━━━━━ Dataset entries

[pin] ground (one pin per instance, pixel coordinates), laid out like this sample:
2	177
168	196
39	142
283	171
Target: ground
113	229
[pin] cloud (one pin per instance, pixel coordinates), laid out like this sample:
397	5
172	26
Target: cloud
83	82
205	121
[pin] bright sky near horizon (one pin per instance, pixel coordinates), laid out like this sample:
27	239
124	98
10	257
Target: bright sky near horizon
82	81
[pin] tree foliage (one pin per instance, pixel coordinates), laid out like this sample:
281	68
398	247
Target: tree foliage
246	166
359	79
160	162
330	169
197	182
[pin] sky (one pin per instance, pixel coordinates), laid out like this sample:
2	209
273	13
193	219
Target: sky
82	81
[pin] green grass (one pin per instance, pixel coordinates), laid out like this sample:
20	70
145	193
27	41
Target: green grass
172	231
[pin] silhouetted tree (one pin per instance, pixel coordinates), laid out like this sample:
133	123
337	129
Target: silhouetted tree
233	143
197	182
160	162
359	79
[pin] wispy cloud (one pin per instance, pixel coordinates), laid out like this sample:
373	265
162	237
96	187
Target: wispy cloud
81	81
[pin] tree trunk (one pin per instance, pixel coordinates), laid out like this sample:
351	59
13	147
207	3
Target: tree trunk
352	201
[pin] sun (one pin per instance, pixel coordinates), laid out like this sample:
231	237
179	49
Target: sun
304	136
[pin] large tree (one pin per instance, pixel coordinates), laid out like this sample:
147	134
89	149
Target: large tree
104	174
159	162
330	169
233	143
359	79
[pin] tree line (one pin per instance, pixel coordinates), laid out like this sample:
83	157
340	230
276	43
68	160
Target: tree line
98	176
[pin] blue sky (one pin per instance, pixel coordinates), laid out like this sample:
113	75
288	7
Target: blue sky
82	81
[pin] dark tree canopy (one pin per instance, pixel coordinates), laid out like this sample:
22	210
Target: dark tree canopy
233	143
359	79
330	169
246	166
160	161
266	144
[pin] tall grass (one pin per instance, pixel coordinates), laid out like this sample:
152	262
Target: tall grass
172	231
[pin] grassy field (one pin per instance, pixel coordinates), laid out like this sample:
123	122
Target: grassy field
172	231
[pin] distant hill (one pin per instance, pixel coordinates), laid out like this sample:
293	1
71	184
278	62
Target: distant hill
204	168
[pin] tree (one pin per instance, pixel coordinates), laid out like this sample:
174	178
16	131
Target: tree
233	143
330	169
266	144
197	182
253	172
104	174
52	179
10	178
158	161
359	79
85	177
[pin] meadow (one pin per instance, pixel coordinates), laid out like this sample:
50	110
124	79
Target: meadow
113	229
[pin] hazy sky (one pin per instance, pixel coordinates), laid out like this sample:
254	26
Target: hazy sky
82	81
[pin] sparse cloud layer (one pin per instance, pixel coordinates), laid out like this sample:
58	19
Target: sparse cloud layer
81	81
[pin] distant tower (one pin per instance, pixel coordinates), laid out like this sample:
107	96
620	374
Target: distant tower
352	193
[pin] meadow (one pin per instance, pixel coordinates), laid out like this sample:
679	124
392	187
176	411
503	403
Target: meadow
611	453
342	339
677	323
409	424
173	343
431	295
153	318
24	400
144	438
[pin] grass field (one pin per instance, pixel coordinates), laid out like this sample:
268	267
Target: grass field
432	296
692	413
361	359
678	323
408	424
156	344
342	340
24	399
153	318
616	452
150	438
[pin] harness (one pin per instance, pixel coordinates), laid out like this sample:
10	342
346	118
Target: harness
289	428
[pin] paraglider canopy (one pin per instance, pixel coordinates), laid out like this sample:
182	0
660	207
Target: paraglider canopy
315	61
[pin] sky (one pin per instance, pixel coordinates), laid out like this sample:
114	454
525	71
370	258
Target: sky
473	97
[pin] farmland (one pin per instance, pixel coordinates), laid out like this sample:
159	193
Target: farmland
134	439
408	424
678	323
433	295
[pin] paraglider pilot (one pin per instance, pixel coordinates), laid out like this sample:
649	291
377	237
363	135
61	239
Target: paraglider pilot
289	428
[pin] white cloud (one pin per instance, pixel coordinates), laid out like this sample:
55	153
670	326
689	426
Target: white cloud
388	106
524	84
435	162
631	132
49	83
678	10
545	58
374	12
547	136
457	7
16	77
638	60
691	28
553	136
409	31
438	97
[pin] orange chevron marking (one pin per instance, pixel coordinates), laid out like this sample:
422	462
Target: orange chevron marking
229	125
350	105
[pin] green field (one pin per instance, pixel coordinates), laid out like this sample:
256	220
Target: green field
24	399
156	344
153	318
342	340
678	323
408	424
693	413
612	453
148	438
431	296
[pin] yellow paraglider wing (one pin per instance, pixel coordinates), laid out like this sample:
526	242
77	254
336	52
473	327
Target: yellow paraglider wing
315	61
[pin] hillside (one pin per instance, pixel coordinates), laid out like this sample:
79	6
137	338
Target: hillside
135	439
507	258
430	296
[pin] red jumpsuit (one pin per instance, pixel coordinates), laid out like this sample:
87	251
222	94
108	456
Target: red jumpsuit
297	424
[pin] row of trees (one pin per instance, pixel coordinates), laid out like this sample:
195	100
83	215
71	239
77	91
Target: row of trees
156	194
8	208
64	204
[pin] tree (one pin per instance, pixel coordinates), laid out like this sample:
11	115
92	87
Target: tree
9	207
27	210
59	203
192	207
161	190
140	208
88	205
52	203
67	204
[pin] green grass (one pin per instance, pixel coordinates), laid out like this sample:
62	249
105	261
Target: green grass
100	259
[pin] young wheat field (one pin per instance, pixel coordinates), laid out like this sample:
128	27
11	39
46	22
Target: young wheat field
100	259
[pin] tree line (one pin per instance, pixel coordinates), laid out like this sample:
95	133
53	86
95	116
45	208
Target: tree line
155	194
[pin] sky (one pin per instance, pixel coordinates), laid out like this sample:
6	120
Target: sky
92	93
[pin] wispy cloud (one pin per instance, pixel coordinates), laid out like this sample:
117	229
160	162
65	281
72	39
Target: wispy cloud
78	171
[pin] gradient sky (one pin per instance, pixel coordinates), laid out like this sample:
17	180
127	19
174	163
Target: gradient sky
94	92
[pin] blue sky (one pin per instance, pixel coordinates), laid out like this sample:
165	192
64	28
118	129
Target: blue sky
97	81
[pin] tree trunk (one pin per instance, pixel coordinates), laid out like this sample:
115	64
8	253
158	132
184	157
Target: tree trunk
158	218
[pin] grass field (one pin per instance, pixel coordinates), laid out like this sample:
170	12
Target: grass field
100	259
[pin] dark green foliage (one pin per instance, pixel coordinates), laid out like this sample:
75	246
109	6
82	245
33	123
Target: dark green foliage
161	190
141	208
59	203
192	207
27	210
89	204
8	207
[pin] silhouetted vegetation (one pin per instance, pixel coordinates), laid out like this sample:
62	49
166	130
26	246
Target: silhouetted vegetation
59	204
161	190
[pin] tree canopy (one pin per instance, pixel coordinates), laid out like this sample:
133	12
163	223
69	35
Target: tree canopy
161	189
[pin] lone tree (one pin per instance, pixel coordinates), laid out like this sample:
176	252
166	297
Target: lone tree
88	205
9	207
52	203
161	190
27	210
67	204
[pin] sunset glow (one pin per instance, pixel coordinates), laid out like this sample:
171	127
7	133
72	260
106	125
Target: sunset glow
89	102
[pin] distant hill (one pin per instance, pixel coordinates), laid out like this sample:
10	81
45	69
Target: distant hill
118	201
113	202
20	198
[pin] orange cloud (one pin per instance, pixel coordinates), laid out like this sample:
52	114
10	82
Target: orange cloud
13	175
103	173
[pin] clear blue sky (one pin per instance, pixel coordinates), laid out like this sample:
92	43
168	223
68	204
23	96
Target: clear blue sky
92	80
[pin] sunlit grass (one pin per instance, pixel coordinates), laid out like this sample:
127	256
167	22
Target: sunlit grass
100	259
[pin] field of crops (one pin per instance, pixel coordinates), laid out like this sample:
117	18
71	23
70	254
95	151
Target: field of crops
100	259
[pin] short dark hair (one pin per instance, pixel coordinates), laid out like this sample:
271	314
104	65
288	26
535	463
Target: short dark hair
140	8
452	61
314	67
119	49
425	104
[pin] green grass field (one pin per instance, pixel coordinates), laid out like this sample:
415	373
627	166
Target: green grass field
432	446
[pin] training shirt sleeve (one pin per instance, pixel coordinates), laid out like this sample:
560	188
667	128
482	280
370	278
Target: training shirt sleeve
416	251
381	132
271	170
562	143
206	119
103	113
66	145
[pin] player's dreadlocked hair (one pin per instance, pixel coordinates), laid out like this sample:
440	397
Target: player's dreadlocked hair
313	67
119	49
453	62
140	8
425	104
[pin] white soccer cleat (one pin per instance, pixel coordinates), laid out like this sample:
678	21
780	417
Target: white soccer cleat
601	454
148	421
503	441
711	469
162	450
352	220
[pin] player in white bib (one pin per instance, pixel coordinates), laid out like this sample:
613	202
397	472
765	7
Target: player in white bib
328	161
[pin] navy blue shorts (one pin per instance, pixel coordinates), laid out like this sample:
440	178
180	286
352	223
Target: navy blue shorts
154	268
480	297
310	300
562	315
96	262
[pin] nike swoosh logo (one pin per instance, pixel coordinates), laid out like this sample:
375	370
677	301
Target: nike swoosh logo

━━━━━━━━━━

_Instruction_. Please render the rows as a numbered list, starting with the line that contains "[pin] field of" and going on through the last line of the rows, skipping any blank lines.

_Answer below_.
1. [pin] field of crops (one pin per instance, pixel coordinates), laid out like this sample:
2. 117	18
3. 71	23
4. 70	254
5. 95	151
6. Target: field of crops
7. 100	259
8. [pin] short dark hair (one pin per instance, pixel coordinates), laid out like this sample:
9. 271	314
10. 104	65
11. 288	26
12. 535	463
13. Target: short dark hair
14. 140	8
15. 452	61
16. 314	67
17. 119	49
18. 425	104
19. [pin] green grass field (one pin per instance, pixel coordinates), laid out like this sample:
20. 415	373
21. 627	166
22. Target: green grass field
23. 432	446
24. [pin] training shirt sleeve (one pin per instance, pixel coordinates), laid out like this sample:
25. 560	188
26. 667	128
27. 482	280
28. 370	278
29. Target: training shirt sleeve
30. 416	251
31. 381	132
32. 271	170
33. 562	143
34. 206	119
35. 103	113
36. 66	145
37. [pin] player's dreadlocked hair (one pin per instance, pixel coordinates), laid out like this sample:
38. 440	397
39. Target: player's dreadlocked hair
40. 313	67
41. 119	49
42. 453	62
43. 140	8
44. 425	104
45. [pin] white soccer cleat (one pin per instance, pixel coordinates), laid out like this sample:
46. 678	21
47. 780	417
48. Target: white soccer cleat
49. 601	454
50. 148	421
51. 503	441
52. 711	469
53. 162	450
54. 352	220
55. [pin] player in white bib (one pin per instance, pixel coordinates), laid out like this sample:
56. 613	202
57. 397	472
58. 765	7
59. Target: player in white bib
60. 328	161
61. [pin] navy blue shorts (one pin per instance, pixel coordinates), laid out like this sample:
62. 440	178
63. 180	286
64. 352	223
65. Target: navy blue shorts
66. 154	268
67. 480	297
68. 310	300
69. 562	315
70. 96	262
71. [pin] nike swoosh logo (one pin per instance, pixel coordinates), laid out like this sample:
72. 375	370
73. 677	301
74. Target: nike swoosh logo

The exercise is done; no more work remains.